> Selected extract:
— Start —
[comp.lang.c] how widespread is this cpp bug?

markhall@pyramid.pyramid.com (Mark Hall) (12/01/88)

The following code compiles and runs on pyramid, att-3b2, and sun3:

	#include <stdio.h>
	main() 
	{
		prin/* comment in the middle */tf ( "Hello World.\n" );
	}

But, according to K&R pg. 179:

	``... comments [...] as described below
	are ignored except as they serve to separate tokens.''

So the above program is actually in error, as `prin' and `tf' should
be two separate tokens.  I was going to fix our cpp until I realized 
how pervasive the bug is.   Looking into the June draft of the standard
I see that they have addressed this problem explicitly, and mention that
all comments are to be replaced with a single space.  I hear that
this `feature' is used for gluing togehter tokens, as in:

#define VERSION 2
main() {
	proc/**/VERSION( a,b,c );
}

which, given the buggy cpp, will produce:

main() {
	proc2( a,b,c );
}

Does your cpp have this `feature'?  Anyone know the history?  I
suspect that AT&T and SUN know about this, but have chosen not to fix it.
Anyone know why?

-Mark Hall (smart mailer): markhall@pyramid.pyramid.com
	   (uucp paths): {ames|decwrl|sun|seismo}!pyramid!markhall

kchen@Apple.COM (Kok Chen) (12/01/88)
— End —
> Request: Repeat the preprocessor thread word for word, from "Does your cpp" up to and including "Anyone know why?". The material after this point comes from a different source.

> Information provided:
— Start —
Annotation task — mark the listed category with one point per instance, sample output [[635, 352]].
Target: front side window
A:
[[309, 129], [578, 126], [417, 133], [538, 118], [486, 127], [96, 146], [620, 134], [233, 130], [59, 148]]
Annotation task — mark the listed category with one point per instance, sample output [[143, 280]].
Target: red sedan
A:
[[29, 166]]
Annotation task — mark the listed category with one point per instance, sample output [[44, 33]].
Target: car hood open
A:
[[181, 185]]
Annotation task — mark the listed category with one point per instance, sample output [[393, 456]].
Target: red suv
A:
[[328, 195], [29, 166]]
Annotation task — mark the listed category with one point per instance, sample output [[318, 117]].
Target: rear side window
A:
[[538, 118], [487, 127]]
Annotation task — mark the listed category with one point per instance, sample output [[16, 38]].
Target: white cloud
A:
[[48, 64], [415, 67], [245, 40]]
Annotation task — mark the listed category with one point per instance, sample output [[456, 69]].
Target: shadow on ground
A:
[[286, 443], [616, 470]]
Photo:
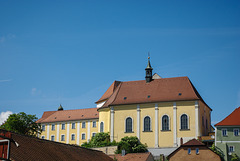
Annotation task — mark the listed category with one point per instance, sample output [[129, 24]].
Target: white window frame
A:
[[53, 137], [233, 147], [126, 125], [74, 125], [93, 133], [234, 132], [62, 137], [100, 127], [84, 124], [226, 132], [188, 123], [74, 137], [63, 126], [53, 127], [150, 123], [84, 136], [169, 122], [95, 124], [43, 127]]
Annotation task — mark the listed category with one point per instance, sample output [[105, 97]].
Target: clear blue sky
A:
[[70, 52]]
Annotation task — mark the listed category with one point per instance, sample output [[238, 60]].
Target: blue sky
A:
[[70, 52]]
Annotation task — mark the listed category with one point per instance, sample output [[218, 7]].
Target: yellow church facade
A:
[[159, 111]]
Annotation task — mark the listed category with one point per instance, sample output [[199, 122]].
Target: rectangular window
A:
[[224, 132], [236, 132], [197, 151], [94, 124], [83, 136], [43, 127], [73, 137], [63, 126], [231, 148], [73, 125], [53, 127], [83, 124], [189, 150], [62, 137]]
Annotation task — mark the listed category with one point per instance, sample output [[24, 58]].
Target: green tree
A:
[[23, 124], [131, 145], [99, 140], [234, 157]]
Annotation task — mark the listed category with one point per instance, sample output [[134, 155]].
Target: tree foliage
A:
[[99, 140], [131, 145], [23, 124]]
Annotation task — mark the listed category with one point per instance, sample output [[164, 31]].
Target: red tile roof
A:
[[232, 119], [193, 142], [134, 157], [158, 90], [30, 148], [109, 92], [69, 115]]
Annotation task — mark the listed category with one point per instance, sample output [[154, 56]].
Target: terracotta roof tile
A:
[[31, 148], [133, 157], [158, 90], [232, 119], [68, 115], [109, 92], [193, 142]]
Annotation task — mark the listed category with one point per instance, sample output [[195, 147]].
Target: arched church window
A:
[[147, 123], [165, 123], [101, 127], [128, 124], [184, 122]]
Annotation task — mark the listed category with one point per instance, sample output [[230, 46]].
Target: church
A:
[[159, 111]]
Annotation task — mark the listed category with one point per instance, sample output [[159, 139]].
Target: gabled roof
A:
[[69, 115], [30, 148], [134, 157], [232, 119], [158, 90], [109, 92]]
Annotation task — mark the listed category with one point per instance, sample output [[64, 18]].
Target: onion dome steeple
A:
[[60, 108], [148, 70]]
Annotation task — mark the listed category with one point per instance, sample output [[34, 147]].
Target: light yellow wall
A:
[[165, 137], [147, 137], [104, 116], [120, 115], [186, 107], [71, 131]]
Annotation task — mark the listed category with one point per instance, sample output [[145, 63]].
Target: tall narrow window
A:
[[52, 138], [43, 127], [224, 132], [73, 125], [184, 122], [147, 123], [101, 127], [73, 137], [63, 126], [53, 127], [83, 124], [236, 132], [128, 124], [165, 123]]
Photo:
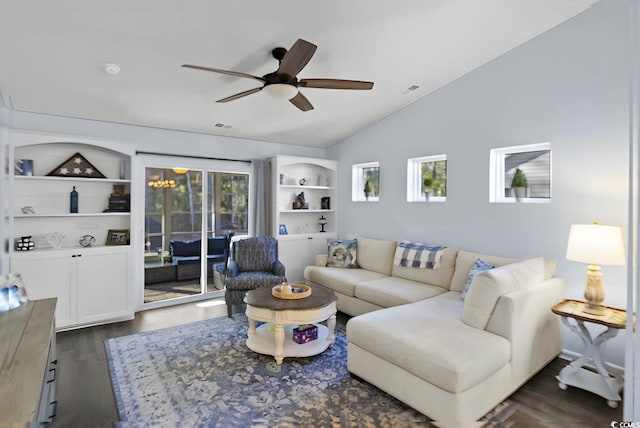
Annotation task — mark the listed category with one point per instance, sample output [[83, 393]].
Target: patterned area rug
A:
[[202, 374]]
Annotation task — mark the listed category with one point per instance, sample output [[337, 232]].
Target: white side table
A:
[[608, 380]]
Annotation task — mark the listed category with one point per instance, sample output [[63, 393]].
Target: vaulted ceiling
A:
[[52, 56]]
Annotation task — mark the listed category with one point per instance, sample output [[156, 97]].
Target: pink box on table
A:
[[305, 333]]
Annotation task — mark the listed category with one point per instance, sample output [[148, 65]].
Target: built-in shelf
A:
[[306, 211], [69, 179], [297, 186]]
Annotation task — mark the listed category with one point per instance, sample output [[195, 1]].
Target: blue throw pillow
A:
[[478, 266], [342, 253]]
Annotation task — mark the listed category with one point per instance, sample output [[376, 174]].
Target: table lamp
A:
[[595, 244]]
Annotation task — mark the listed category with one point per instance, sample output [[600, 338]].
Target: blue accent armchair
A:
[[254, 263]]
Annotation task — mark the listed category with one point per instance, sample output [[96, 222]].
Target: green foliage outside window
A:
[[434, 178], [371, 176]]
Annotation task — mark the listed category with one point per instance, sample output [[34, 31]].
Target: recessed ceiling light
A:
[[110, 68]]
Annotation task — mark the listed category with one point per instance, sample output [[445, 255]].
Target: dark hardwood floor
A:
[[85, 396]]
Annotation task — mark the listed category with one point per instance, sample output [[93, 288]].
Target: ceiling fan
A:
[[283, 82]]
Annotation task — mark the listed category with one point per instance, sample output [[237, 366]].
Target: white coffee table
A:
[[282, 316]]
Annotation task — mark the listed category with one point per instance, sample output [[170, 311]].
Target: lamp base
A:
[[593, 291], [595, 309]]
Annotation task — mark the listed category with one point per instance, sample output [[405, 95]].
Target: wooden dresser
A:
[[28, 364]]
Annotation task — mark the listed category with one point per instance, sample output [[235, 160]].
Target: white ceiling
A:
[[52, 53]]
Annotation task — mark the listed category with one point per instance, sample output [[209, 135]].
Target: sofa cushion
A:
[[429, 340], [440, 277], [418, 255], [392, 291], [342, 253], [478, 266], [376, 255], [185, 248], [489, 285], [341, 280], [464, 262]]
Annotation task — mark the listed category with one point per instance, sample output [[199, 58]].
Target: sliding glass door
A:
[[173, 234], [181, 246]]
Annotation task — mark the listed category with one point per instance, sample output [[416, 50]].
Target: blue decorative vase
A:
[[73, 201]]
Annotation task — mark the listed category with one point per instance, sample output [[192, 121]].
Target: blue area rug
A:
[[202, 374]]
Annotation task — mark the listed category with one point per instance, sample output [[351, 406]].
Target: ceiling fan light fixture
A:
[[281, 90]]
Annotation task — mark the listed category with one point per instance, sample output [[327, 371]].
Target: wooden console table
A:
[[28, 364]]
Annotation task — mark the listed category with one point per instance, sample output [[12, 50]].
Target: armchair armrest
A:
[[232, 269], [278, 268]]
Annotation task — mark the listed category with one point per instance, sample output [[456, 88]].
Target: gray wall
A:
[[569, 87], [160, 140]]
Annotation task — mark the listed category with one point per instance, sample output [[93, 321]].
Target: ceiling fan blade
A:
[[240, 95], [301, 102], [217, 70], [297, 57], [335, 84]]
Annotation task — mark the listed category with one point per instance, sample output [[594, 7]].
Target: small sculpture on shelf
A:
[[300, 203], [323, 222]]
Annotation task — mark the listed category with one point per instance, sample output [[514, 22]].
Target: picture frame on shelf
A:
[[117, 237]]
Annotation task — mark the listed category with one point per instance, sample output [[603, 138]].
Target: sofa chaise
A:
[[413, 336]]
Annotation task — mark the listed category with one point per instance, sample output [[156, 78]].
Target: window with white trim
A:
[[365, 181], [520, 174], [427, 179]]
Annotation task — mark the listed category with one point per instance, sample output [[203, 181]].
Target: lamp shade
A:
[[281, 90], [596, 244]]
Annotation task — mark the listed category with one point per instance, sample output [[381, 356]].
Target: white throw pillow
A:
[[489, 285]]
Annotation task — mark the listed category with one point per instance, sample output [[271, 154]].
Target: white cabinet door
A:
[[318, 245], [299, 251], [292, 252], [101, 286], [48, 275]]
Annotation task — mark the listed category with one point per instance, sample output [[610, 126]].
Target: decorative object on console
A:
[[595, 244], [305, 333], [73, 201], [117, 237], [300, 202], [23, 167], [119, 201], [325, 203], [24, 243], [87, 240], [76, 166], [291, 291], [54, 239], [323, 222], [342, 253]]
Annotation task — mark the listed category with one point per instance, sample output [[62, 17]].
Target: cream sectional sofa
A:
[[414, 337]]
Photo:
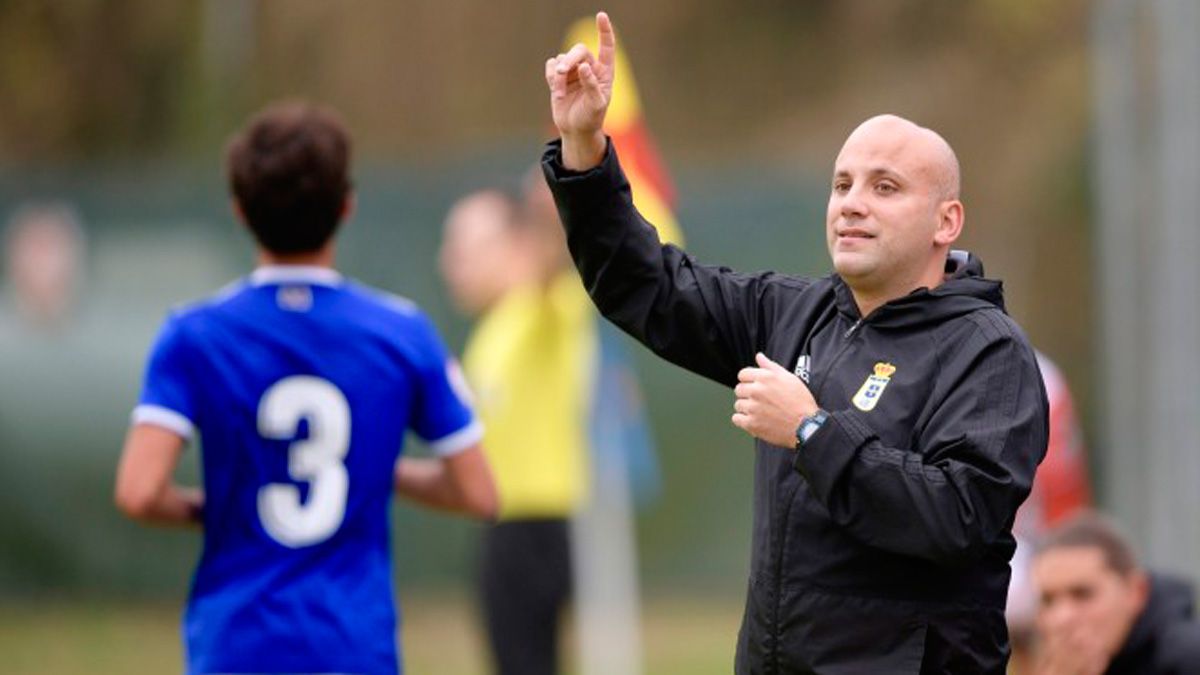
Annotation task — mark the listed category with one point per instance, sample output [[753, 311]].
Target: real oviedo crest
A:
[[870, 392]]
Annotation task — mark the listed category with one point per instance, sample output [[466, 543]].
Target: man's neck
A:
[[321, 257], [870, 299]]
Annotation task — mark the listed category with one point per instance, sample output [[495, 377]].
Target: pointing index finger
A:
[[607, 40]]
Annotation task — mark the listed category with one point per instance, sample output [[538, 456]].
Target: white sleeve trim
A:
[[459, 441], [167, 418]]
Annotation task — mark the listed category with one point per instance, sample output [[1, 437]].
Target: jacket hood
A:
[[964, 291], [1170, 602]]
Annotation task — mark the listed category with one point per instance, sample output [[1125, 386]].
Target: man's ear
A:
[[348, 207], [238, 213], [1139, 584], [949, 222]]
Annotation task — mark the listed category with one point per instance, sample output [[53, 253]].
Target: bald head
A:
[[923, 150]]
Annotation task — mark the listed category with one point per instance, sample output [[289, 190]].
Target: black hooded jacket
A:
[[1165, 638], [882, 545]]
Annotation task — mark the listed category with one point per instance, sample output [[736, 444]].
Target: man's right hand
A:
[[580, 93]]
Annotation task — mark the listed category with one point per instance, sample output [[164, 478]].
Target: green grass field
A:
[[682, 634]]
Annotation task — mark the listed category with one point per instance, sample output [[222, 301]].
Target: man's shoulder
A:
[[384, 304]]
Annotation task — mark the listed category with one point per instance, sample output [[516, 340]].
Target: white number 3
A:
[[316, 459]]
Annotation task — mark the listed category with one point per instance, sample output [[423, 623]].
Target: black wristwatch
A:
[[809, 425]]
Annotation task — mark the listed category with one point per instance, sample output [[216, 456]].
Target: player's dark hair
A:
[[1092, 531], [288, 169]]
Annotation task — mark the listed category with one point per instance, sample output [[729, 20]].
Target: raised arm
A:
[[705, 318]]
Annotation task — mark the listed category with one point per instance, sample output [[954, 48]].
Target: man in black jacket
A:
[[891, 463], [1102, 613]]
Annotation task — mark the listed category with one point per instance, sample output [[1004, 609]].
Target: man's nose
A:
[[852, 203]]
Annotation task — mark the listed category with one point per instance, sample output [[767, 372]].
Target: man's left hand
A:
[[771, 402]]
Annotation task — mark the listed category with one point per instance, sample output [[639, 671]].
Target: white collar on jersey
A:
[[295, 274]]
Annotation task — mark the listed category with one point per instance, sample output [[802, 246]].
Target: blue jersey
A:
[[301, 387]]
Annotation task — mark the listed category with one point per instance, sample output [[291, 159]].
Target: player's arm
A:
[[461, 482], [145, 489]]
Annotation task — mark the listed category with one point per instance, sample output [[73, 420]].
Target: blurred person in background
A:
[[565, 428], [885, 495], [1061, 489], [521, 360], [43, 263], [1101, 611], [301, 386]]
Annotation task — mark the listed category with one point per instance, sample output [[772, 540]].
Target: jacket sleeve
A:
[[955, 495], [703, 318]]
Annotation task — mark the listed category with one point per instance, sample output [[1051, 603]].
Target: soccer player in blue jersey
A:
[[300, 386]]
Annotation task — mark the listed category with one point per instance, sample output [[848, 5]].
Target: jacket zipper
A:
[[773, 658]]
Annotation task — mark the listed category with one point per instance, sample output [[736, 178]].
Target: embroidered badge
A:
[[870, 392]]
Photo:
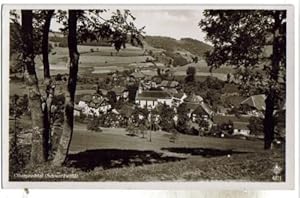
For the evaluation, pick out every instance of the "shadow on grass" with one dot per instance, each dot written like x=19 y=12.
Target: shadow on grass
x=116 y=158
x=205 y=152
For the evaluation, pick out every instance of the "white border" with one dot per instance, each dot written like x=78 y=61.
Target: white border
x=289 y=184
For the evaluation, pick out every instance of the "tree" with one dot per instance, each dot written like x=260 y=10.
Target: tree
x=190 y=74
x=39 y=136
x=80 y=25
x=84 y=25
x=240 y=39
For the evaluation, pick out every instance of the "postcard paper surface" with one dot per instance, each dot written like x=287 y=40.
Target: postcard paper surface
x=183 y=97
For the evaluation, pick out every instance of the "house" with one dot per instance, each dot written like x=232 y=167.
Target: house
x=232 y=124
x=151 y=99
x=121 y=92
x=254 y=105
x=177 y=98
x=77 y=110
x=241 y=128
x=138 y=75
x=93 y=105
x=165 y=84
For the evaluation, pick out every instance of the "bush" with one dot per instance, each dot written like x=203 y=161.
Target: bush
x=58 y=77
x=94 y=125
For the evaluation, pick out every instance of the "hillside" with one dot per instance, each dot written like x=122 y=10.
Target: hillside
x=192 y=46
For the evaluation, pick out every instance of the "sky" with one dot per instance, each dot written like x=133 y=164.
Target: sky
x=172 y=23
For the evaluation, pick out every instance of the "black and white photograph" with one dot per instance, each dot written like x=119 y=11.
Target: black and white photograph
x=148 y=94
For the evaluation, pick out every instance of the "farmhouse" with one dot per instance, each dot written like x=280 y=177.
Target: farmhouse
x=254 y=105
x=151 y=99
x=165 y=84
x=92 y=105
x=121 y=92
x=241 y=128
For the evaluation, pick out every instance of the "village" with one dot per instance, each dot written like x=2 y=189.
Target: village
x=142 y=106
x=138 y=99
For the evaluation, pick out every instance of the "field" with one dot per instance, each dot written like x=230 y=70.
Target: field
x=113 y=155
x=103 y=59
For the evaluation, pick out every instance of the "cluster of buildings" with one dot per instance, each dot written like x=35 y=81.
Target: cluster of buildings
x=151 y=93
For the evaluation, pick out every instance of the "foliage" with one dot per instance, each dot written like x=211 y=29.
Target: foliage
x=93 y=124
x=190 y=74
x=169 y=44
x=256 y=125
x=240 y=38
x=177 y=59
x=118 y=30
x=166 y=117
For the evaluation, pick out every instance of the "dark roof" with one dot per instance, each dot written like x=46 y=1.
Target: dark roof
x=138 y=75
x=118 y=90
x=126 y=110
x=86 y=98
x=191 y=106
x=78 y=108
x=220 y=119
x=170 y=84
x=193 y=99
x=153 y=95
x=256 y=101
x=203 y=108
x=240 y=125
x=178 y=95
x=96 y=103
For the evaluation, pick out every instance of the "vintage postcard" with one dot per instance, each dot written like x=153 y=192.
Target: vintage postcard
x=167 y=97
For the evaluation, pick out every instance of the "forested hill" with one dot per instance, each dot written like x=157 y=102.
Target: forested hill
x=193 y=46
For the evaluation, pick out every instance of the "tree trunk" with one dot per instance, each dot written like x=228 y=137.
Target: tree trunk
x=45 y=43
x=66 y=136
x=47 y=81
x=38 y=148
x=269 y=121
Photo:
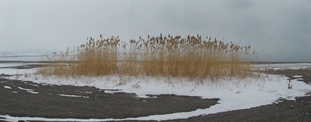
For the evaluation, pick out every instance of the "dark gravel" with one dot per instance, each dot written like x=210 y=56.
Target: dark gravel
x=98 y=104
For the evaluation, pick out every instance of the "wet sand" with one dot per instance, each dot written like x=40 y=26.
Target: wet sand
x=90 y=102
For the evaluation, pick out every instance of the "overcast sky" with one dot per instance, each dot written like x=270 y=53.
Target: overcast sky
x=278 y=28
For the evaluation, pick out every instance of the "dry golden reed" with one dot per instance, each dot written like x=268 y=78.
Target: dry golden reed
x=167 y=56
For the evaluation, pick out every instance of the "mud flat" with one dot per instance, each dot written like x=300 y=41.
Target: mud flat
x=26 y=98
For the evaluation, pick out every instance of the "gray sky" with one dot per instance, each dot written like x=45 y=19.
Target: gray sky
x=278 y=28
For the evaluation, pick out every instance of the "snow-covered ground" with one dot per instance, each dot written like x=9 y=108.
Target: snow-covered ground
x=234 y=94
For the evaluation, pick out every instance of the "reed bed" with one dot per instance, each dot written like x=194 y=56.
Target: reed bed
x=163 y=56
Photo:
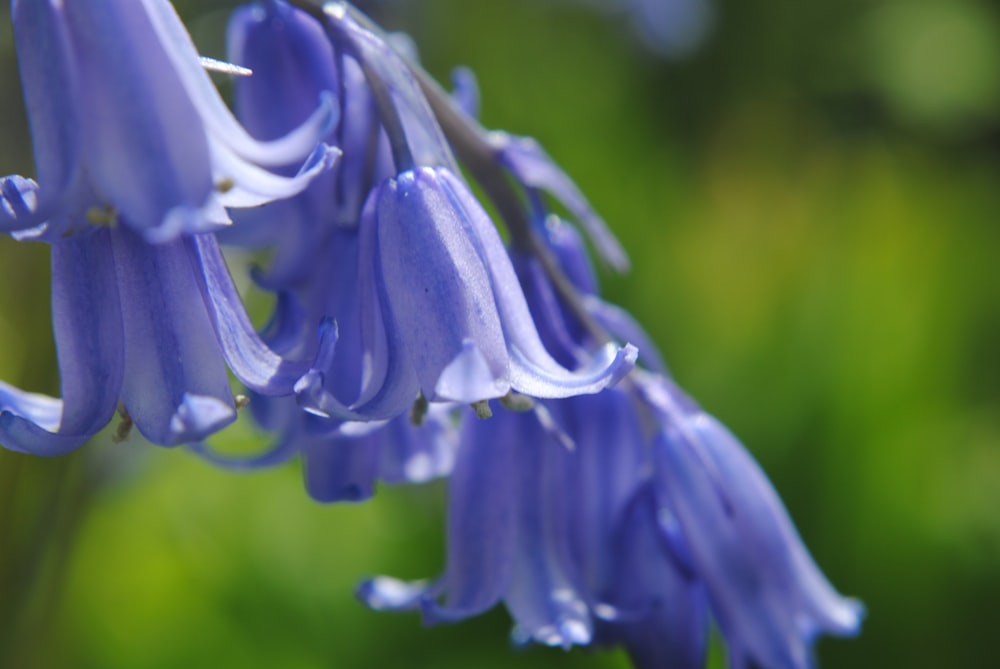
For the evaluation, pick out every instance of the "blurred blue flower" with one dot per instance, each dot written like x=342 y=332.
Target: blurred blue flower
x=128 y=127
x=133 y=146
x=623 y=517
x=437 y=311
x=315 y=270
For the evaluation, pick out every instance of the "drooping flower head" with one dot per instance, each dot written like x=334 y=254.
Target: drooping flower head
x=624 y=517
x=440 y=312
x=137 y=157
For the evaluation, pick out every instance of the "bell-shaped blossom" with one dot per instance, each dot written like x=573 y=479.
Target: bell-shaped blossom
x=621 y=518
x=768 y=595
x=150 y=326
x=315 y=270
x=550 y=512
x=442 y=310
x=129 y=128
x=134 y=145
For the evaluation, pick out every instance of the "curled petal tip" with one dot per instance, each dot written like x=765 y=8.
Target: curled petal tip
x=197 y=417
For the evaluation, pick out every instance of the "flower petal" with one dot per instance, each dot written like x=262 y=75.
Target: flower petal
x=219 y=121
x=249 y=358
x=437 y=287
x=671 y=625
x=482 y=517
x=146 y=148
x=767 y=593
x=532 y=370
x=87 y=322
x=532 y=166
x=176 y=389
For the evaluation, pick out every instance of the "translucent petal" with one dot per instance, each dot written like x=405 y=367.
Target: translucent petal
x=532 y=166
x=218 y=120
x=177 y=389
x=533 y=371
x=767 y=593
x=249 y=357
x=87 y=323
— End —
> Answer to the task:
Does your cpp have this `feature'?  Anyone know the history?  I
suspect that AT&T and SUN know about this, but have chosen not to fix it.
Anyone know why?